## [Problem description]
Write out, please, the line containing "Target: red blanket" together with all lines after it, up to and including the last one, with no other output.

## [Records]
--- --- ---

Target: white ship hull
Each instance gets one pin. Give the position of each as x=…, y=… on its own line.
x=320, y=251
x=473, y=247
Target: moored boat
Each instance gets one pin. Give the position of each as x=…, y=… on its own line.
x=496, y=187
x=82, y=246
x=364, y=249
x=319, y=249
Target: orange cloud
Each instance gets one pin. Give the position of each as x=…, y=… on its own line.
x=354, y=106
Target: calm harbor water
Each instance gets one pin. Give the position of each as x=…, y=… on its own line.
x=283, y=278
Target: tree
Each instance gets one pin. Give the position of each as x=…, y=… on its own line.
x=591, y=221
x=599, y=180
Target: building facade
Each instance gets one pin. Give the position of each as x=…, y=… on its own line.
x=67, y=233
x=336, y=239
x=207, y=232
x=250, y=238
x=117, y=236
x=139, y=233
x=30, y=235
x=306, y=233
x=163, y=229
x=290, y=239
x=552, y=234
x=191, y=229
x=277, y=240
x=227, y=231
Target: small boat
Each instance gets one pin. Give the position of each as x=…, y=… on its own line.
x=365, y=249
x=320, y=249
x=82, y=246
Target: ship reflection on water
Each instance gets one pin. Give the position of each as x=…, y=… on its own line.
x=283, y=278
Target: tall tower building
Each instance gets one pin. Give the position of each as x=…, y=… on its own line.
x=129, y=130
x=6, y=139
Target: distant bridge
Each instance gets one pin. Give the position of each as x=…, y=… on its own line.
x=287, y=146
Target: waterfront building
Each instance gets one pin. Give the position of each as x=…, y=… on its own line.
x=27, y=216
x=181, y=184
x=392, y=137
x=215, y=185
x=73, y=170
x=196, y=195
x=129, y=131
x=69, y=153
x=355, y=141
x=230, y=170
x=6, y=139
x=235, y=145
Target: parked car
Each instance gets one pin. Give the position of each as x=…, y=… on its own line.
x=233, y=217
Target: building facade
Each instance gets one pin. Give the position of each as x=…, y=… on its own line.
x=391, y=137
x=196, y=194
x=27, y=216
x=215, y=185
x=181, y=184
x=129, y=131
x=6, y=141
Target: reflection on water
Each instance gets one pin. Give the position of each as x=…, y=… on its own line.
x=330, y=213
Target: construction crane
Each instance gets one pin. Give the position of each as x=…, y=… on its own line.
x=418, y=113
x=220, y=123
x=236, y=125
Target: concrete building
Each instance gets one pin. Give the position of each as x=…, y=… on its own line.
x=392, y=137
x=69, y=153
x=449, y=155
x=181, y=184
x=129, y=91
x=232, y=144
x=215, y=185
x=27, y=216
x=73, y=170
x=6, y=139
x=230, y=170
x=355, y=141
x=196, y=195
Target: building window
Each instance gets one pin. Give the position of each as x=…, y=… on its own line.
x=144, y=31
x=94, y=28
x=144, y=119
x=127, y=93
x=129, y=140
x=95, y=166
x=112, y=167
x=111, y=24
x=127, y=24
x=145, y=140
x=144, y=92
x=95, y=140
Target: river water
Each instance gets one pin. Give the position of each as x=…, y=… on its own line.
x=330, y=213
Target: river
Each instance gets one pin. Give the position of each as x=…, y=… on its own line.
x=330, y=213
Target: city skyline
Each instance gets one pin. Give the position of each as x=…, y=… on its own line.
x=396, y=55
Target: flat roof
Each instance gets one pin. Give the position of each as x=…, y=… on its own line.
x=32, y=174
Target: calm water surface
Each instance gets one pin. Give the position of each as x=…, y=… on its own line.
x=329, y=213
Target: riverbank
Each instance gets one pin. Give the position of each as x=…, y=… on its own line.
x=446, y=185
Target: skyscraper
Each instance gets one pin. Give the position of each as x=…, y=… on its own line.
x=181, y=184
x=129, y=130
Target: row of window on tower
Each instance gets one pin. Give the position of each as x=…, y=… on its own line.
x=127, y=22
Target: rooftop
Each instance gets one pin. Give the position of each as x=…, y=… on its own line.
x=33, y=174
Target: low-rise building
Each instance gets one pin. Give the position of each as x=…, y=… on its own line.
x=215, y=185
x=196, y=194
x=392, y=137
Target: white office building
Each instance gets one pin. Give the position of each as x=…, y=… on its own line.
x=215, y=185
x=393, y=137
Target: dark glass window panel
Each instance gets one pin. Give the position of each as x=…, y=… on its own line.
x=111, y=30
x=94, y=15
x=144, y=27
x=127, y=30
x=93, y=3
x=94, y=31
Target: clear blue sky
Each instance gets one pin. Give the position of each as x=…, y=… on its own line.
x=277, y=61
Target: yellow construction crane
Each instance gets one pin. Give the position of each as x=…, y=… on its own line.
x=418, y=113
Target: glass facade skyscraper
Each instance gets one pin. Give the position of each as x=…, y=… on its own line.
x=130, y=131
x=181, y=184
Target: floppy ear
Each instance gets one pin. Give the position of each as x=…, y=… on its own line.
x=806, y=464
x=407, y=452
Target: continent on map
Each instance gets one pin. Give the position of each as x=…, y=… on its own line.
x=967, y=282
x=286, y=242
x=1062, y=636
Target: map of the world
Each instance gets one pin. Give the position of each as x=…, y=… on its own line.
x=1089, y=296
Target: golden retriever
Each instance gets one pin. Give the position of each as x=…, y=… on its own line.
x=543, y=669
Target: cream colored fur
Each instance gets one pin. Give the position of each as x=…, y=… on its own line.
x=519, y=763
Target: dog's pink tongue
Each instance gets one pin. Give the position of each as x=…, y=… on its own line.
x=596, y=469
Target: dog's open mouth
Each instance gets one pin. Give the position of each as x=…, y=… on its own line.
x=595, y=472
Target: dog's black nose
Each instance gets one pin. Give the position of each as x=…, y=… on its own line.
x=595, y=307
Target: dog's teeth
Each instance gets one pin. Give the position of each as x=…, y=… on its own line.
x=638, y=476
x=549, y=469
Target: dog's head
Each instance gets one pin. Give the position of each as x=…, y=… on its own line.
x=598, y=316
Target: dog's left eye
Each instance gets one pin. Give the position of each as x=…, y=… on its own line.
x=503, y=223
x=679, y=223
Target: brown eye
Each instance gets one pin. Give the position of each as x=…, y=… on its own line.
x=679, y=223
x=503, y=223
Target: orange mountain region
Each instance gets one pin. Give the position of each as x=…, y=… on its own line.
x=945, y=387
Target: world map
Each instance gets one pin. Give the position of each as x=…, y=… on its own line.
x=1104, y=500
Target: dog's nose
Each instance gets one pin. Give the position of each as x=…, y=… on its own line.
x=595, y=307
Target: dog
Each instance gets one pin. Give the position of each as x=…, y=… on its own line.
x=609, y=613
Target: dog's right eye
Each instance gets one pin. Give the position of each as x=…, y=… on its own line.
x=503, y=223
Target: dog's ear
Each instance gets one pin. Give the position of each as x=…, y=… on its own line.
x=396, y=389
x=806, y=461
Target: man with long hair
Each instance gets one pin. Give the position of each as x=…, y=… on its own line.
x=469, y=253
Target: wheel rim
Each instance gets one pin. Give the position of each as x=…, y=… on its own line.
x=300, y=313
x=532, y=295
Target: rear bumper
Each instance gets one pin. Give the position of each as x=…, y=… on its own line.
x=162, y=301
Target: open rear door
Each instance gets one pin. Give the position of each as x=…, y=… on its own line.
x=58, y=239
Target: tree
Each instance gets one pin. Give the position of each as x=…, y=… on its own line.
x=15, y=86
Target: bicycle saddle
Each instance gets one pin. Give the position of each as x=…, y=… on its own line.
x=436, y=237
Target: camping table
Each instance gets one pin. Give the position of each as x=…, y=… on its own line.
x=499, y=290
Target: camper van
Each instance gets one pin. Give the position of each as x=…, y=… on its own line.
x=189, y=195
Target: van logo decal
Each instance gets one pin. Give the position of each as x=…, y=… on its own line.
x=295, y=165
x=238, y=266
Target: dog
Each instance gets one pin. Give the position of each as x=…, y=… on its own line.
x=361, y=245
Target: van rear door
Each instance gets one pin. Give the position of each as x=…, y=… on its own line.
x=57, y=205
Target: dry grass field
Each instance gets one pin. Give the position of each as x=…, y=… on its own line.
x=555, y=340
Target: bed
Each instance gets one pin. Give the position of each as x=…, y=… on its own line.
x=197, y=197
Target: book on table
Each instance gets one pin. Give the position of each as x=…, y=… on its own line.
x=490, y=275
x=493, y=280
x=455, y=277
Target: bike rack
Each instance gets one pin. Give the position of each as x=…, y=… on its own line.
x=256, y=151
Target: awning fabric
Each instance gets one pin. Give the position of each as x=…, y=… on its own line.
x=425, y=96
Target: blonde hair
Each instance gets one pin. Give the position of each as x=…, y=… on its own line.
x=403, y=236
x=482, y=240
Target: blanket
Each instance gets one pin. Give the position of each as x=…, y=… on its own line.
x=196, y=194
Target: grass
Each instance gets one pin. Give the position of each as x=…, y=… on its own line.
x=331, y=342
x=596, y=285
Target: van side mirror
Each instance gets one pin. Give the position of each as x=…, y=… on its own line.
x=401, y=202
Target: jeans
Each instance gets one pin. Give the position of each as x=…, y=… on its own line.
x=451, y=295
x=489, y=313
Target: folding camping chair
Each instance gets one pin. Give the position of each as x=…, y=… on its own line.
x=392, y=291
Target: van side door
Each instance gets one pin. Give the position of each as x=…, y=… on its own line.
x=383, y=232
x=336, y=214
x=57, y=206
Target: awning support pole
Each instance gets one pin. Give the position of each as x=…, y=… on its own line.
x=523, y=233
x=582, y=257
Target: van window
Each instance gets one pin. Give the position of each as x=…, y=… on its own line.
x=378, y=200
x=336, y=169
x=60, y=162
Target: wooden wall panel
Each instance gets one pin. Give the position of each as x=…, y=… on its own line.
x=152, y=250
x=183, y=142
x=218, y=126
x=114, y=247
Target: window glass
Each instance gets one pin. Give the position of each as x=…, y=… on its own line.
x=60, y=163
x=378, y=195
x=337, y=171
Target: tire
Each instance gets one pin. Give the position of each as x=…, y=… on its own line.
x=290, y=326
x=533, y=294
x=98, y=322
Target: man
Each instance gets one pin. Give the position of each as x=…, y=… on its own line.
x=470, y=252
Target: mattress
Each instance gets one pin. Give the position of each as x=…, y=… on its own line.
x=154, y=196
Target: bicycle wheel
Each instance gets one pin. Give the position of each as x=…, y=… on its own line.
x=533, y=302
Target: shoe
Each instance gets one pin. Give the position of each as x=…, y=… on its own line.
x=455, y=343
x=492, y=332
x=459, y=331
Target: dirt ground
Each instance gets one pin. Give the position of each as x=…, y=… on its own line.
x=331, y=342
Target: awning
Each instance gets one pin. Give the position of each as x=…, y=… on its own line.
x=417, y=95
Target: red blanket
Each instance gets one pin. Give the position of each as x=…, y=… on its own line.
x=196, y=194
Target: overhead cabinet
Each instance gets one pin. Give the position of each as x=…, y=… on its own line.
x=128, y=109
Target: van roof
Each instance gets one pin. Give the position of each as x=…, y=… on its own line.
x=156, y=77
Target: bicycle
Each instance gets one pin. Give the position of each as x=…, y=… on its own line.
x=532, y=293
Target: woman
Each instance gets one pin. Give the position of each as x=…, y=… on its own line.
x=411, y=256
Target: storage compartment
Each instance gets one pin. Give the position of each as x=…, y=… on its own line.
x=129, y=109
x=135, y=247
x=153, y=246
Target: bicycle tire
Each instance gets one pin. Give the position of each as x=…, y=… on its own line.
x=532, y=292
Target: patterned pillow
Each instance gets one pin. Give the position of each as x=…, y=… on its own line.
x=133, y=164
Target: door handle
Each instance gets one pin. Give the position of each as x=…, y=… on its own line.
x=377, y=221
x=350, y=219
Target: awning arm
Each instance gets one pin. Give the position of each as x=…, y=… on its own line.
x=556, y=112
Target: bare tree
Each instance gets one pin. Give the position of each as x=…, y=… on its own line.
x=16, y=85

--- --- ---

## [The answer]
Target: red blanket
Each instance gets one pin. Give the position of each as x=…, y=… on its own line.
x=196, y=194
Target: overhead cabinet
Each instance gets one pin. Give the position of each as x=…, y=… on its own line.
x=128, y=109
Target: van roof
Each instance gets one pin. Give the position of each as x=…, y=… on its own line.
x=156, y=77
Target: bicycle
Each instance gets one pin. Give the position of each as x=…, y=… on its own line.
x=532, y=293
Target: woman
Each instance gets one pin. Give the position of each as x=…, y=… on its own line.
x=411, y=256
Target: storage compartment
Each instance gets one pin. Give the position of each as x=…, y=… on its own line.
x=129, y=109
x=135, y=247
x=153, y=246
Target: bicycle tire
Each instance gets one pin. Give the position of each as x=…, y=… on its own line.
x=532, y=292
Target: patterned pillow
Each instance gets one pin. Give the position of each as x=…, y=… on its own line.
x=133, y=164
Target: door handle
Each instance gets one pin. Give the position of each as x=…, y=… on its own line.
x=377, y=221
x=350, y=219
Target: awning arm
Each instance gets one pin. Give the position of each as x=…, y=… on its own line.
x=556, y=112
Target: bare tree
Each instance gets one pin. Give the position of each as x=…, y=… on its own line.
x=16, y=85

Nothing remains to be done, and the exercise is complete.